• _Task brief_: Transcribe verbatim the span of lines that opens with the line containing "Would you mind pointing out the bright" and closes with the last line of the data below.

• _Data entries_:
———

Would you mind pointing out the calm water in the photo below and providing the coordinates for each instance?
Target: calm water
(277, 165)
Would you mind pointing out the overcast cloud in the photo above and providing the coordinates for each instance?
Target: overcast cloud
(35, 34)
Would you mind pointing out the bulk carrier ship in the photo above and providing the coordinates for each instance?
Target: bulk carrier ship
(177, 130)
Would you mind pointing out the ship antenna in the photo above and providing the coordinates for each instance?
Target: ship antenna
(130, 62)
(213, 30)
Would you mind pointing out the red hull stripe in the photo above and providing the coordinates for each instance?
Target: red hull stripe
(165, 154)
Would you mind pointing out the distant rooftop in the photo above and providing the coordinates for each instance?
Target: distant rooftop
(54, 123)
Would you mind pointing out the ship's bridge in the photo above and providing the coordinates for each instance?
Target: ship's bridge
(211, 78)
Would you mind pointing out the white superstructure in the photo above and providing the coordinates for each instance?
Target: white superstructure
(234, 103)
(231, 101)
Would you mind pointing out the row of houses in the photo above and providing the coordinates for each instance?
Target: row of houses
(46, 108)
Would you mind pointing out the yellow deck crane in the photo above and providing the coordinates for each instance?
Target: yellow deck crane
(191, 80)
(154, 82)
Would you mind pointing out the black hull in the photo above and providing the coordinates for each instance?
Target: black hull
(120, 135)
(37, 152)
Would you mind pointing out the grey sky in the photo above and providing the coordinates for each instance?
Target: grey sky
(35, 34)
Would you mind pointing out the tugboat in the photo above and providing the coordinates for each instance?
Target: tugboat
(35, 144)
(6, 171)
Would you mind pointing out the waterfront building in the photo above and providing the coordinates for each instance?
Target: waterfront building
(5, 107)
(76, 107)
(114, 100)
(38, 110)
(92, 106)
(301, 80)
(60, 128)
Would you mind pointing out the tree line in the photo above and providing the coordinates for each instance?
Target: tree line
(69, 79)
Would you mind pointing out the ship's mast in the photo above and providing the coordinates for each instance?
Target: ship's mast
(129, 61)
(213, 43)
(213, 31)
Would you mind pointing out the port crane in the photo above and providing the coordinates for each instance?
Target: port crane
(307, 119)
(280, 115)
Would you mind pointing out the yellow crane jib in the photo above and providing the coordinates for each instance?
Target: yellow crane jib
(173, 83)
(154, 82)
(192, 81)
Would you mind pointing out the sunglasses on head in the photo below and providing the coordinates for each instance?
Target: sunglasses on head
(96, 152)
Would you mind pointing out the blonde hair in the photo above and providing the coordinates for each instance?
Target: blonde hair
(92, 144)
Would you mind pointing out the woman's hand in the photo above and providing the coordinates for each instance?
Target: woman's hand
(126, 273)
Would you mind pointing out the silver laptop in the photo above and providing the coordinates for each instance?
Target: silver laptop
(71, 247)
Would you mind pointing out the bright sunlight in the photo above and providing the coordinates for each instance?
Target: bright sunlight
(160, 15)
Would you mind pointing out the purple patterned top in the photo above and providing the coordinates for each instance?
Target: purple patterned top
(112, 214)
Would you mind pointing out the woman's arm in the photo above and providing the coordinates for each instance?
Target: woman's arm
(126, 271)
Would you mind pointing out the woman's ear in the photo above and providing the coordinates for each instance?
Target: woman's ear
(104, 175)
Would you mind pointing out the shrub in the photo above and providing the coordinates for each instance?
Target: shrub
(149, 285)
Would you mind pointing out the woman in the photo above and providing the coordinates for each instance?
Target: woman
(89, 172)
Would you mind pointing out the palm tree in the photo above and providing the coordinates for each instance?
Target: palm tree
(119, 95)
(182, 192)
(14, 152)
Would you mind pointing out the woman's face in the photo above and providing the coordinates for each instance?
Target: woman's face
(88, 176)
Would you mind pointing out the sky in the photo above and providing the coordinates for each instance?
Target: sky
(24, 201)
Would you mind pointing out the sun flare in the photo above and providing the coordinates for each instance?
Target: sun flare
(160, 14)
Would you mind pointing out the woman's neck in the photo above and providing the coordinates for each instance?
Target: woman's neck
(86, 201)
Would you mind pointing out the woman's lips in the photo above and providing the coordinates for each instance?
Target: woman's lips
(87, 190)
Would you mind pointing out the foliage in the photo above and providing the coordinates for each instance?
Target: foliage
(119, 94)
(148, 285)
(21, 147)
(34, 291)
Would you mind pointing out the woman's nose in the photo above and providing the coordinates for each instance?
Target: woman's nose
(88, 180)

———

• _Your solution_:
Would you mind pointing out the bright sunlight in the photo above and providing the coordinates for each instance?
Target: bright sunlight
(160, 15)
Would you mind pointing out the purple patterned top in the photo above and providing the coordinates for each instance?
Target: purple patterned top
(112, 214)
Would you mind pointing out the woman's arm in the photo above and providing the coordinates for each instance?
Target: woman's arm
(126, 271)
Would you mind pointing out the woman's ear in the photo above and providing the coordinates for each instance?
Target: woman's ear
(104, 175)
Would you mind pointing out the shrub in the photo above and providing the coordinates for each instance?
Target: shrub
(149, 285)
Would you mind pointing out the woman in the photo above and providing the coordinates for each instance?
Target: woman
(89, 172)
Would you mind pointing out the palm tree in the photo above and providing the coordinates for each instance?
Target: palm tree
(119, 95)
(182, 192)
(14, 152)
Would you mind pointing out the woman's face in the photo above and providing the coordinates for each instance?
Target: woman's face
(88, 176)
Would you mind pointing out the sky in the photo above and providing the coordinates for each instance?
Target: sky
(24, 201)
Would you mind pointing out the sun flare in the photo above and providing the coordinates for each instance?
Target: sun flare
(160, 14)
Would you mind pointing out the woman's neck in the photo above and providing the coordinates for each instance?
Target: woman's neck
(86, 201)
Would you mind pointing out the woman's lips in the photo above and providing the coordinates for each instance?
Target: woman's lips
(87, 190)
Would you mind pointing out the foliage in the photo above and providing the coordinates for each instance?
Target: foliage
(119, 94)
(148, 285)
(21, 147)
(34, 291)
Would you mind pointing out the woman's nose in the photo above and providing the coordinates for each instance?
Target: woman's nose
(88, 180)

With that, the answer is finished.